#### OBJECTIVE:
Copy out every line of the material, starting at the line containing "Tag every instance of the shoreline" and ending at its last line, with each pixel coordinate in the answers adjusted by -113. Omit the pictures.

#### Excerpts of location labeling data:
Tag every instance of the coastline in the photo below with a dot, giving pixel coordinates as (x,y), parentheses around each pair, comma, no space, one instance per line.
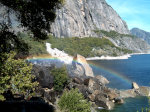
(126,56)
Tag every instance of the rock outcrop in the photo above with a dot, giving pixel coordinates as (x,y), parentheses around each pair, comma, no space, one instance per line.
(135,85)
(80,18)
(80,67)
(141,34)
(96,92)
(141,91)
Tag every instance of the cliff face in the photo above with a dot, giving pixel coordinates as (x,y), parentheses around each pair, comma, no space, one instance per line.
(141,34)
(79,18)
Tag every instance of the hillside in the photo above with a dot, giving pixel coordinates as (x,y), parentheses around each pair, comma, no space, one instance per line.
(79,18)
(141,34)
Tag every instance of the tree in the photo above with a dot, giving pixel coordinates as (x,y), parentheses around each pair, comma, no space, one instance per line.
(73,101)
(16,77)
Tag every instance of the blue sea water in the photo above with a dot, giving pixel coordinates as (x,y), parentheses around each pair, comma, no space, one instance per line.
(121,74)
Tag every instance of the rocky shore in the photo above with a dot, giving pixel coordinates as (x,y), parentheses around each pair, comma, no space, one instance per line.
(92,87)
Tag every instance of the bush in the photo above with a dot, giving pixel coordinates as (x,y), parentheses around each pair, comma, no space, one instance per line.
(60,78)
(15,76)
(73,101)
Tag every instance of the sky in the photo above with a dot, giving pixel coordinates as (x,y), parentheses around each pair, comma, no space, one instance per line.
(136,13)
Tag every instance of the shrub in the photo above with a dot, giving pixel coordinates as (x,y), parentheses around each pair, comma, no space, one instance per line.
(15,76)
(73,101)
(60,78)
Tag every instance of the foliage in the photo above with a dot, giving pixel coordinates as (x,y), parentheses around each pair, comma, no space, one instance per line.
(73,101)
(147,109)
(15,76)
(60,78)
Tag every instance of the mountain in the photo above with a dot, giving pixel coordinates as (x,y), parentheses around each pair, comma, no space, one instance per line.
(79,18)
(90,18)
(141,34)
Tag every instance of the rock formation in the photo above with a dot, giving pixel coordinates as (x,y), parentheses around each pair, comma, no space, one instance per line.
(141,34)
(79,18)
(80,67)
(135,85)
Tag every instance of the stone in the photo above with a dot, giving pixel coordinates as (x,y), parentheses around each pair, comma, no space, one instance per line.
(80,67)
(135,85)
(43,76)
(77,80)
(101,101)
(102,79)
(119,100)
(82,18)
(128,93)
(144,91)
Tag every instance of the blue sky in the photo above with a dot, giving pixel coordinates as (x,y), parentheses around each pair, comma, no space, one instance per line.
(135,12)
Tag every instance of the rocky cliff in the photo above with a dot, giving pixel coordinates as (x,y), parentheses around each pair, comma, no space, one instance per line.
(79,18)
(141,34)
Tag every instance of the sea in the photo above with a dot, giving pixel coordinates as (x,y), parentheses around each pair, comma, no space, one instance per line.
(121,73)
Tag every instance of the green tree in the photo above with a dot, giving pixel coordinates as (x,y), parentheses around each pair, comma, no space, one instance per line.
(15,76)
(60,78)
(73,101)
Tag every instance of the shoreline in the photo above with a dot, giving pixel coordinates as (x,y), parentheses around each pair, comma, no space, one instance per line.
(126,56)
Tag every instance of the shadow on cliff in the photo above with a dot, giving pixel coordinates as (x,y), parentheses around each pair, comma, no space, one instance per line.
(33,105)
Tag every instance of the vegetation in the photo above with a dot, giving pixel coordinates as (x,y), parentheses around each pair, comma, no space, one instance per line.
(73,101)
(15,76)
(60,78)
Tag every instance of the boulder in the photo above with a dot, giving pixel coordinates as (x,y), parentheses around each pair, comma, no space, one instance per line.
(102,79)
(80,67)
(135,85)
(77,80)
(128,93)
(43,76)
(119,100)
(102,101)
(144,91)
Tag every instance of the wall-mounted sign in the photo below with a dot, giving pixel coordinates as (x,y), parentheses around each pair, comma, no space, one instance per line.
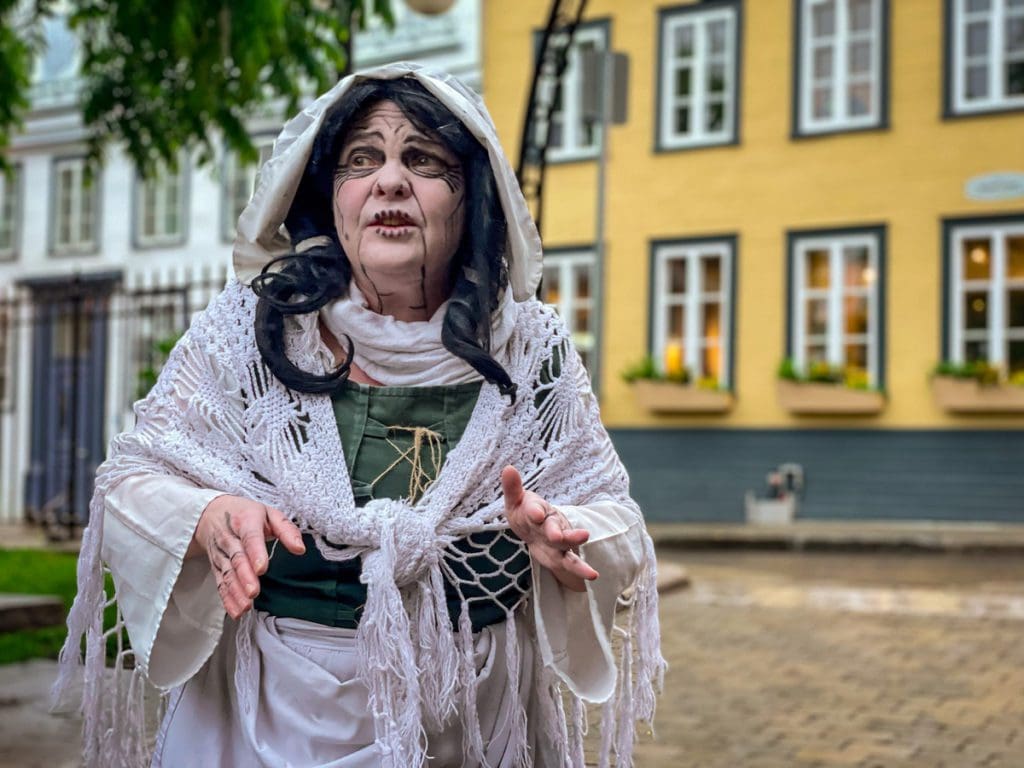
(1004,185)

#### EXERCISE OUTPUT:
Tag every instance of the shoreline in the photo above with a dot, giving pixel coordinates as (x,y), parentheses around each pair, comma, no space, one instance per line.
(13,-57)
Tag every instance of the shadow on cliff in the photo above with a dot, giving pixel coordinates as (x,y), parentheses around each pair, comma, no space, one instance per line.
(-80,-8)
Tag every instance of the vegetation in the photo above with a dot, giving pixel coordinates as (x,y), parentheses around each pair, comma, no space, one instance per line.
(-40,-12)
(-98,-37)
(-53,-35)
Tag every instance of the boulder in the photo above with a dot, giving pixel coordinates as (x,y), parentheses around each pair, comma, no space, one instance per line.
(-11,-34)
(-33,-46)
(22,-28)
(-36,-33)
(15,-20)
(-70,-37)
(6,-13)
(-11,-12)
(31,-22)
Tag every instance of the wall-mounted sign in the photo below with a dot, giving pixel coordinates as (x,y), parentheses around each pair, comma, no space, one instance per line.
(891,72)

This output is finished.